=== Document text ===

Image from brainpickings.org
If there’s one website I never seem to tire of, it’s Maria Popova’s Brain Pickings. “A subjective lens on what matters in the world and why”, Popova’s curation of articles are consistently thought-provoking and inspirational (to the point where my Twitter feed is replete with pieces from her site!) A place of intellectual, creative, and spiritual exploration, Brain Pickings is what I aspire Ekostories to be. While I write through an environmental lens, I am striving to emulate Popova’s approach, to draw insight from a range of disciplines and convey a connective whole.
One recent article that caught my eye was titled Art & Science: Leonard Shlain on Integrating Wonder and Wisdom. As someone who has spent his life moving between these two modes, I was naturally intrigued by what Shlain, a surgeon, had to say. Popova highlights a series of illuminating quotes from the book – I would like to share some of them with you today:
Art And Science: Navigating The Human Psyche
“A surgeon is both an artist and a scientist… Surgeons rely heavily on their intuitive visual-spatial right-hemispheric mode. At the same time, our training is obviously scientific. Left-brained logic, reason, and abstract thinking are the stepping-stones leading to the vast scientific literature’s arcane tenets. The need in my profession to shuttle back and forth constantly between these two complementary functions of the human psyche has served me well for this project.”
– Leonard Shlain, Art & Physics
Earlier in the year, I wrote about the works of two artists using art to communicate ideas of nature, wonder, and stewardship. Greg Mort’s creations juxtapose the mundane with the cosmic, while Arie van’t Riet uses technology to bring hidden realms to light. Both blend technical expertise with keen aesthetics to create artwork that raise awareness about the world we inhabit.
Art and Science: Remembering Core Common Ground
“While their methods differ radically, artists and physicists share the desire to investigate the ways the interlocking pieces of reality fit together. This is the common ground upon which they meet.”
– Leonard Shlain, Art & Physics
All too often this fundamental common ground is forgotten, facilitated early on in life when we labelling others or ourselves as “being good” at one over the other. Such segregation breeds ignorance and narrow-minded stereotypes – Science is for nerds. Art is for creative dreamers. This form of compartmentalization, internal and external, conscious and subversive, diminishes us as well-rounded human beings.
The thing is, I think we innately know better as children. As I wrote in The Art of Connection: We Are Stardust, “[the] fusion of visual splendour with grounded science reminds me, once again, of the interdependence between humanity’s two great disciplines, that they emerge from the same wellspring of curiosity and creativity.” Many of us just need a reminder as adults.

===

Work instructions:
- 1) From the art-and-science post, copy the passage that begins with the words "The thing is, I" and ends after the words "reminder as adults.".
- 2) Extend the art-and-science post, picking up after its last sentence.

=== Data to examine ===

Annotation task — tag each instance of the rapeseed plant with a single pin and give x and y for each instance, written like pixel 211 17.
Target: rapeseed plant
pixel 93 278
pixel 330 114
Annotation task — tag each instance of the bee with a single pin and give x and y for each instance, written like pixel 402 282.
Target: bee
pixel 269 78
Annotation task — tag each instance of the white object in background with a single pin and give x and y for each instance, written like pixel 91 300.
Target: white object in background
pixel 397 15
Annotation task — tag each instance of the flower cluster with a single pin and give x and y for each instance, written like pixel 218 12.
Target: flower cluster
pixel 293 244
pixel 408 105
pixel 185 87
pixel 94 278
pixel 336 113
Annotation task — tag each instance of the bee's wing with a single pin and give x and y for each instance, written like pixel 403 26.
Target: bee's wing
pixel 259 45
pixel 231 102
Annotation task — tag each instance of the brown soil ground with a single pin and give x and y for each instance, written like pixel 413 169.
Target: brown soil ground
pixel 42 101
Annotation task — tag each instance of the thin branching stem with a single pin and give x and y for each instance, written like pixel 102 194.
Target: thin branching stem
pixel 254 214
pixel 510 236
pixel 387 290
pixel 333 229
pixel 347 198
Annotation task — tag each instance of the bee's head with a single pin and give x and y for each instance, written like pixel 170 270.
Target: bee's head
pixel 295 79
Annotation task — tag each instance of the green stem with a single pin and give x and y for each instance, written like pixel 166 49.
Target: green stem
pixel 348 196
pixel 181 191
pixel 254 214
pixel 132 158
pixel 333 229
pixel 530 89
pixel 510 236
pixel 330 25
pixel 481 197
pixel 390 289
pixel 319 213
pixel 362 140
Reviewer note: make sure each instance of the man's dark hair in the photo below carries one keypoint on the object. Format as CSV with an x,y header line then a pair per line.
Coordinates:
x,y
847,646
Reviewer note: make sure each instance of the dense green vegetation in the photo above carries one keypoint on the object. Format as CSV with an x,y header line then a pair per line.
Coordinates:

===

Exercise responses:
- 1)
The thing is, I think we innately know better as children. As I wrote in The Art of Connection: We Are Stardust, “[the] fusion of visual splendour with grounded science reminds me, once again, of the interdependence between humanity’s two great disciplines, that they emerge from the same wellspring of curiosity and creativity.” Many of us just need a reminder as adults.

- 2)
Art and Science: Reconciling Reality
“[Through] the complementarity of art and physics … these two fields intimately entwine to form a lattice upon which we all can climb a little higher in order to construct our view of reality. Understanding this connection should enhance our appreciation for the vitality of art and deepen our sense of awe before the ideas of modern physics. Art and physics, like wave and particle, are an integrated duality: They are simply two different but complementary facets of a single description of the world. Integrating art and physics will kindle a more synthesized awareness which begins in wonder and ends with wisdom.”
– Leonard Shlain, Art & Physics
In Reconciling Time, Creating Meaning, one of the aspects I enjoyed about Le Guin’s The Dispossessed was her interpretation and treatment of science as an artist. The above passage by Schlain connects me back to a recurring metaphor in that novel as Shevek, a physicist and the protagonist of the story, struggles to develop a unified theory on time. Like real-world thinkers who struggled to determine whether light was a particle or a wave, Shevek comes to realize that neither the theory of “Sequency” (linear time) or “Simultaneity” (cyclical time) fully captures how time functions. Rather than choosing one explanation over the other, Shevek sees that they are two different but complementary facets of a single reality – the arrow and the circle, the wave and the particle, art and science. In both Le Guin’s novel and in real life, embracing contradiction and complexity is a necessary step towards developing a more complete understanding of the world.
There’s a lot more meat in Popova’s post – I encourage you to check out the piece in its entirety and join me in checking out Shlain’s work. Happy reading!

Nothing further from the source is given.